Each entry below should be retyped exactly, with nothing omitted.
━━━━━━
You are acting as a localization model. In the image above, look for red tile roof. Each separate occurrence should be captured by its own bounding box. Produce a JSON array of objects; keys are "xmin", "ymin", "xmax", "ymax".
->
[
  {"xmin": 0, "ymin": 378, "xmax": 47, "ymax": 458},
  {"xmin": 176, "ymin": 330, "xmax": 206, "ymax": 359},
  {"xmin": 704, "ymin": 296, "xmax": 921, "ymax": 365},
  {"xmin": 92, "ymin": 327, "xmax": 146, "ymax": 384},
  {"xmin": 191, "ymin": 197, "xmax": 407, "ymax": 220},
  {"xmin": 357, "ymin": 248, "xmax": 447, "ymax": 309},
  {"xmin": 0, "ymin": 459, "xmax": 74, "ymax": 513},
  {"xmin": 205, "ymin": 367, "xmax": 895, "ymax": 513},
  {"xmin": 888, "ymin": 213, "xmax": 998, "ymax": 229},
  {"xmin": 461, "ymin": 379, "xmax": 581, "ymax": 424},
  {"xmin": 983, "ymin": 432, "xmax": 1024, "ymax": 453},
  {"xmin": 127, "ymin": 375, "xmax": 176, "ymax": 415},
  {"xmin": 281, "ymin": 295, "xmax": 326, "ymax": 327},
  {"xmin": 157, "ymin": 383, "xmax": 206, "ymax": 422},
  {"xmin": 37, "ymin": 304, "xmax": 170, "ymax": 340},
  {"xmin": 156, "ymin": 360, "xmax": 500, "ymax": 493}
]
━━━━━━
-- The completed task --
You are acting as a localization model. In the image above, look for red tile roof. Each separate occurrence should be captured by its own bounding box. Produce a JSON array of objects; keys are "xmin", "ymin", "xmax", "ymax".
->
[
  {"xmin": 0, "ymin": 378, "xmax": 47, "ymax": 458},
  {"xmin": 176, "ymin": 330, "xmax": 206, "ymax": 359},
  {"xmin": 704, "ymin": 296, "xmax": 921, "ymax": 365},
  {"xmin": 92, "ymin": 327, "xmax": 146, "ymax": 384},
  {"xmin": 191, "ymin": 197, "xmax": 407, "ymax": 220},
  {"xmin": 357, "ymin": 248, "xmax": 447, "ymax": 309},
  {"xmin": 0, "ymin": 459, "xmax": 74, "ymax": 513},
  {"xmin": 205, "ymin": 367, "xmax": 895, "ymax": 513},
  {"xmin": 888, "ymin": 213, "xmax": 998, "ymax": 229},
  {"xmin": 461, "ymin": 379, "xmax": 581, "ymax": 424},
  {"xmin": 983, "ymin": 432, "xmax": 1024, "ymax": 453},
  {"xmin": 127, "ymin": 375, "xmax": 176, "ymax": 415},
  {"xmin": 281, "ymin": 295, "xmax": 326, "ymax": 327},
  {"xmin": 157, "ymin": 383, "xmax": 206, "ymax": 422},
  {"xmin": 37, "ymin": 304, "xmax": 170, "ymax": 340},
  {"xmin": 156, "ymin": 360, "xmax": 500, "ymax": 493}
]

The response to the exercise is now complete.